> Problem to solve:
Give every line below again, exactly.

#### Data records

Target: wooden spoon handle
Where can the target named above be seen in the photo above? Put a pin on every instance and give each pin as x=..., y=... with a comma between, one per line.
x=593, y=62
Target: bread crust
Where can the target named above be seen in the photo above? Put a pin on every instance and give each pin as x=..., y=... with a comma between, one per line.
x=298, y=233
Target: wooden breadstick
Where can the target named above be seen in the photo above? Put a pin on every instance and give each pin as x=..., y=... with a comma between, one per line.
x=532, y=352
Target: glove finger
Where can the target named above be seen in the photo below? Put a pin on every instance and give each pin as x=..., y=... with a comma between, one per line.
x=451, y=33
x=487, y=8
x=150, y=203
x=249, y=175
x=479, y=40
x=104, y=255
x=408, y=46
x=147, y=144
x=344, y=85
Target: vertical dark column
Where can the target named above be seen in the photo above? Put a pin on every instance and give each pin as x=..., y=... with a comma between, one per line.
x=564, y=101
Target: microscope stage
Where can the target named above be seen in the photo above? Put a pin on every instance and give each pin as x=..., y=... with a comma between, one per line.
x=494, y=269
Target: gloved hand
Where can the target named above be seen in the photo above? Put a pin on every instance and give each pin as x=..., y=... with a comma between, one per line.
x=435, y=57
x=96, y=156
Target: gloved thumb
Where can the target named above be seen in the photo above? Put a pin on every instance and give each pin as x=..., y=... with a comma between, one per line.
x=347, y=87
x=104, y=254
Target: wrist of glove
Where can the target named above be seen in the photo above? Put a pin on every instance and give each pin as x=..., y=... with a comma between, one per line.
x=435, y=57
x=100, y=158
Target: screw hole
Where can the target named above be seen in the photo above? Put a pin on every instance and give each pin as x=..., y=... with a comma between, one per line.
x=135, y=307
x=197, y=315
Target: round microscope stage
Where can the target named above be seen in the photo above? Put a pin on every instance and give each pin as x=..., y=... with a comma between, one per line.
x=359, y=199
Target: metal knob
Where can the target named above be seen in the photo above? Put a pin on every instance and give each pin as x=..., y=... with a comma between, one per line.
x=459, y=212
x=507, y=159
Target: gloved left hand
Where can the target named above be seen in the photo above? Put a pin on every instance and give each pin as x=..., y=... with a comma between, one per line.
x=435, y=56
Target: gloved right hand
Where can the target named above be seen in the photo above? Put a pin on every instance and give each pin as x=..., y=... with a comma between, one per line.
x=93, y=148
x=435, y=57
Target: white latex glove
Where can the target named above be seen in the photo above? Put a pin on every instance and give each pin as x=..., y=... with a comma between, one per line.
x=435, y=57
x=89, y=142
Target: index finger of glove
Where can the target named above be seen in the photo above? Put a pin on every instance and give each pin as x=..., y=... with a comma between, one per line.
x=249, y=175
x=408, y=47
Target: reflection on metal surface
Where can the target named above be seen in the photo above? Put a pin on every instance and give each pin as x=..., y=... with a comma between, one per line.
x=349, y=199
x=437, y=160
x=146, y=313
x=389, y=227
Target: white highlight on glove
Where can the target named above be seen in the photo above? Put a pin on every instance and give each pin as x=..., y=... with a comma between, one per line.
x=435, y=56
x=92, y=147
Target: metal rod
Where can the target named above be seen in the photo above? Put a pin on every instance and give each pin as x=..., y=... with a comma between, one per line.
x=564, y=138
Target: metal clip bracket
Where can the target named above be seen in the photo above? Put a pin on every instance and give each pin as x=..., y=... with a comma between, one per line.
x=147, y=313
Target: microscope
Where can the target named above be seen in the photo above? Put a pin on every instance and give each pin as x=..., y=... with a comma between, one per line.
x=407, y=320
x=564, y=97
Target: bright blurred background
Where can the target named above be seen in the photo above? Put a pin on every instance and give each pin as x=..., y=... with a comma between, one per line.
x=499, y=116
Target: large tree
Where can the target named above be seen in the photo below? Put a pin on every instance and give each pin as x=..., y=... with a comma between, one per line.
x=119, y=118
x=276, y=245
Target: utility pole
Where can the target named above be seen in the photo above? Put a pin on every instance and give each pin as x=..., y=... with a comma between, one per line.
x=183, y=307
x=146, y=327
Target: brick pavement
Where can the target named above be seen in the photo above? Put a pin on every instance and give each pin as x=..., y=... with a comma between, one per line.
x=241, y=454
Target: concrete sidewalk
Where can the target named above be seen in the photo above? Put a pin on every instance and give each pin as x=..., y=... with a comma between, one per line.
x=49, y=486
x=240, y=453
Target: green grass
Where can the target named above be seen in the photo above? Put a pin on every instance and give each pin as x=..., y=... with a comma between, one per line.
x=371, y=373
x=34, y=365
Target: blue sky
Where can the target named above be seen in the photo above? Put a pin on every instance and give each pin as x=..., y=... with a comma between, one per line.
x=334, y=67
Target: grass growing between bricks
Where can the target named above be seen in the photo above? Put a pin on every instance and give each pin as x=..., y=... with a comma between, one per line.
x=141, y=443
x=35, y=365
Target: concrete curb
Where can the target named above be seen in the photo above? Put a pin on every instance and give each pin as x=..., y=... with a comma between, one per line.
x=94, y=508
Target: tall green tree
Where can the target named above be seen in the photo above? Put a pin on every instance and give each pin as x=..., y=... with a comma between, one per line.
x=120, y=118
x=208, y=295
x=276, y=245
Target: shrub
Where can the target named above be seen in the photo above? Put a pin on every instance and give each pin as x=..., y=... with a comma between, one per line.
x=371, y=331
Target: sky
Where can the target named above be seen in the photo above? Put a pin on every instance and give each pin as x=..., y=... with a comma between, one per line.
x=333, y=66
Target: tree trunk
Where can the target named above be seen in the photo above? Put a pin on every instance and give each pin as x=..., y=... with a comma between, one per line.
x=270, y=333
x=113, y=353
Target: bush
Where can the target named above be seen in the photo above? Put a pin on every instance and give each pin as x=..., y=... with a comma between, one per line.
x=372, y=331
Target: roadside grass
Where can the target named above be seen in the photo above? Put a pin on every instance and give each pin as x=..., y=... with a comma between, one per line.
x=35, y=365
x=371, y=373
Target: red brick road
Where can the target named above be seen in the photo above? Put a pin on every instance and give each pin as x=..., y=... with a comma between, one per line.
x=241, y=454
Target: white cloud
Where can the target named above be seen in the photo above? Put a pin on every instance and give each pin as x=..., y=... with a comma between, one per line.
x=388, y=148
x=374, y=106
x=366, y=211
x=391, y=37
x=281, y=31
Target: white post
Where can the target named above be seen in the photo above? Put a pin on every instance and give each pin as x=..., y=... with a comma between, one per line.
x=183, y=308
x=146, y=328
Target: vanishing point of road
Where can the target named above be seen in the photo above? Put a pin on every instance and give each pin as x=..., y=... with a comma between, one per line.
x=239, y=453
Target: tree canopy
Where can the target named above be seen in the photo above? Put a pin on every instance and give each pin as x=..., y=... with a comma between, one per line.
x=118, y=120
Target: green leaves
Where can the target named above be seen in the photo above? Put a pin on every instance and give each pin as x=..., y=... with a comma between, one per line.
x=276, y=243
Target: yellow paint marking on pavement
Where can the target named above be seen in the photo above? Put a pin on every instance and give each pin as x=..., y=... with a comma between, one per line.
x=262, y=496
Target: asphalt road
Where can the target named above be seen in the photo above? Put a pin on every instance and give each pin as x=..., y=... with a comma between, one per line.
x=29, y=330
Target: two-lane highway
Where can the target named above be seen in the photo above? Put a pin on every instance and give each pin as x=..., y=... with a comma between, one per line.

########

> Solved problem:
Target: wooden spoon handle
Where can the target named above be seen in the photo above? Put a pin on every instance and give each pin as x=..., y=... with a comma between, one per line.
x=593, y=62
Target: bread crust
Where can the target named above be seen in the photo above? Put a pin on every instance and give each pin as x=..., y=... with a comma between, one per line.
x=298, y=233
Target: wooden breadstick
Where can the target named above be seen in the photo above? Put a pin on every instance and give each pin as x=..., y=... with a comma between, one per line.
x=532, y=352
Target: glove finger
Where can the target named above be seen in the photo below? Put a pin on every instance and give each pin as x=..., y=... with a comma between, one per line.
x=451, y=33
x=487, y=8
x=150, y=203
x=249, y=175
x=479, y=40
x=104, y=255
x=408, y=46
x=147, y=144
x=344, y=85
Target: vertical dark column
Where can the target named above be seen in the photo above? Put a pin on every instance and give each pin as x=..., y=... with a comma between, one per line.
x=564, y=101
Target: microscope stage
Where can the target named above be seen in the photo above? Put a pin on every instance and give each pin as x=..., y=... with a comma between, one per line.
x=494, y=269
Target: gloved hand
Where can the target named above be seen in the photo above? Put a pin on every instance and give each pin as x=..., y=... with a comma between, one per line.
x=435, y=57
x=96, y=156
Target: gloved thumb
Where can the target named above be seen in the photo above? Put a pin on every instance and give each pin as x=..., y=... with a comma between, one per line.
x=347, y=87
x=104, y=254
Target: wrist of glove
Where can the target named above be seen in the photo above? Put a pin on every instance and give each pin as x=..., y=... with a comma between, one per line.
x=435, y=57
x=100, y=158
Target: screw hole
Where can the target named above be seen in the photo above? Put a pin on every instance and give each pin as x=..., y=... with a comma between, one per line.
x=135, y=307
x=197, y=315
Target: round microscope stage
Where can the target named above be seen in the photo above? Put a pin on every instance and give each pin as x=..., y=... with a comma between, one per line.
x=359, y=199
Target: metal knob
Where can the target named above be seen in the photo above? Put a pin on every instance and give each pin as x=..., y=... with a comma between, one per line.
x=459, y=212
x=507, y=159
Target: gloved left hand
Where can the target named above be seen in the photo above? Put a pin on every instance and give each pin as x=..., y=... with a comma between, one per line.
x=435, y=56
Target: gloved right hand
Where can the target named above be seen in the photo above? Put a pin on every instance and give each pin as x=..., y=... with a comma between, one per line.
x=93, y=148
x=435, y=57
Target: white latex glove
Where can the target named above be seen in the photo above? Put a pin on every instance and give each pin as x=..., y=... with a comma between, one per line.
x=435, y=57
x=89, y=142
Target: index finger of glove
Where can the target named above be seen in the photo above? Put a pin on every instance and give each pin as x=..., y=... with a comma between, one per line.
x=249, y=175
x=408, y=47
Target: reflection on metal surface
Where can the target named above be seen in the photo above? Put a pin on every instance and give each pin as x=..., y=... with a comma between, one per line.
x=349, y=199
x=437, y=160
x=146, y=313
x=389, y=227
Target: white highlight on glove
Where can the target named above be seen in the photo above? Put a pin on every instance and give each pin as x=..., y=... with a comma between, one per line.
x=435, y=56
x=92, y=147
Target: metal rod
Where can the target named above be seen in the photo above? Put a pin on every instance and give each pin as x=..., y=... with a comma between, one per line.
x=564, y=138
Target: metal clip bracket
Where can the target named above be seen in the photo above? Put a pin on every instance and give each pin as x=..., y=... with a comma between, one per line.
x=147, y=313
Target: microscope
Where can the target named above be seen in the photo above? Put a pin on every instance and give each pin as x=..., y=... with a comma between, one per line.
x=407, y=320
x=564, y=97
Target: bright blurred background
Where can the target named above be seen in the photo above? Put a pin on every instance and give each pin as x=..., y=... with a comma between, one per line.
x=499, y=116
Target: large tree
Where can the target named above be seen in the photo below? Put a pin on every instance and give each pin as x=..., y=... with a comma between, one per line.
x=119, y=118
x=276, y=245
Target: utility pole
Where can the target named above be seen in the photo above? Put a pin on every instance and give each pin as x=..., y=... with a comma between, one per line.
x=183, y=307
x=146, y=327
Target: brick pavement
Where can the target named above be seen in the photo above? Put a pin on every instance and give each pin as x=..., y=... with a comma between, one per line.
x=241, y=454
Target: concrete sidewalk
Where can the target named above be seen in the photo above? Put a pin on every instance and give each pin as x=..., y=... with a comma between, one per line.
x=49, y=486
x=240, y=453
Target: green grass
Where can the target named above be seen in the photo above? Put a pin on every instance and give each pin as x=..., y=... with a comma between, one per line.
x=371, y=373
x=34, y=365
Target: blue sky
Where can the target named above be seen in the photo above? Put a pin on every instance and give each pin as x=..., y=... with a comma between, one per line.
x=334, y=67
Target: grass growing between bricks
Where can the target named above be seen in the photo above? Put a pin on every instance and give each pin as x=..., y=... with a comma between, one per line.
x=141, y=443
x=35, y=365
Target: concrete curb
Where can the target named above be seen in the photo above? Put a pin on every instance and give each pin as x=..., y=... with a comma between, one per line.
x=94, y=508
Target: tall green tree
Where can the target named above be seen in the photo above? Put a pin on every instance and give each pin as x=..., y=... with a comma between, one per line.
x=120, y=118
x=208, y=295
x=276, y=245
Target: shrub
Where can the target named above be seen in the photo above? Put a pin on every instance and give each pin as x=..., y=... with a comma between, one per line.
x=371, y=331
Target: sky
Where can the target named above be seen in the photo above? Put a pin on every instance and give each pin as x=..., y=... with a comma between, one per line.
x=333, y=66
Target: tree trunk
Where can the target named above be seen in the photo above? Put a pin on every instance and give each pin as x=..., y=... with a comma between, one per line.
x=270, y=333
x=113, y=353
Target: bush
Where can the target named above be seen in the photo above? Put a pin on every instance and give each pin as x=..., y=... with a comma between, one per line.
x=372, y=331
Target: roadside grass
Where can the target named above be seen in the photo above? Put a pin on every instance and give each pin as x=..., y=... with a comma between, one per line.
x=35, y=365
x=371, y=373
Target: red brick road
Where can the target named above be seen in the photo above? Put a pin on every instance and give each pin as x=..., y=... with a comma between, one per line.
x=241, y=454
Target: white cloud
Where can the target named above be seen in the photo above? Put a pin on every instance and give each pin as x=..., y=... with a comma between, one per line.
x=388, y=148
x=374, y=106
x=366, y=211
x=391, y=37
x=281, y=31
Target: white post
Where can the target named above be seen in the photo above? Put a pin on every instance and give each pin as x=..., y=... with a comma between, one per line.
x=183, y=308
x=146, y=328
Target: vanishing point of road
Where can the target named above be seen in the photo above? Put a pin on every instance and give each pin as x=..., y=... with a comma between, one per line.
x=239, y=453
Target: tree canopy
Where can the target named above be seen in the photo above? Put a pin on every instance and give each pin as x=..., y=... with a comma between, one per line.
x=118, y=120
Target: green leaves
Where can the target named above be seen in the photo above? Put a pin on every instance and give each pin as x=..., y=... with a comma between, one per line.
x=276, y=243
Target: yellow paint marking on pavement
Where can the target named above be seen in the photo above? Put a pin on every instance and give each pin as x=..., y=... with a comma between, one per line.
x=262, y=496
Target: asphalt road
Where can the target named above be seen in the photo above? Put a pin on every instance and give each pin as x=..., y=... with a comma between, one per line.
x=29, y=330
Target: two-lane highway
Where can the target named above be seen in the photo above? Put a pin on every instance and give each pin as x=..., y=... with a comma between, one per line.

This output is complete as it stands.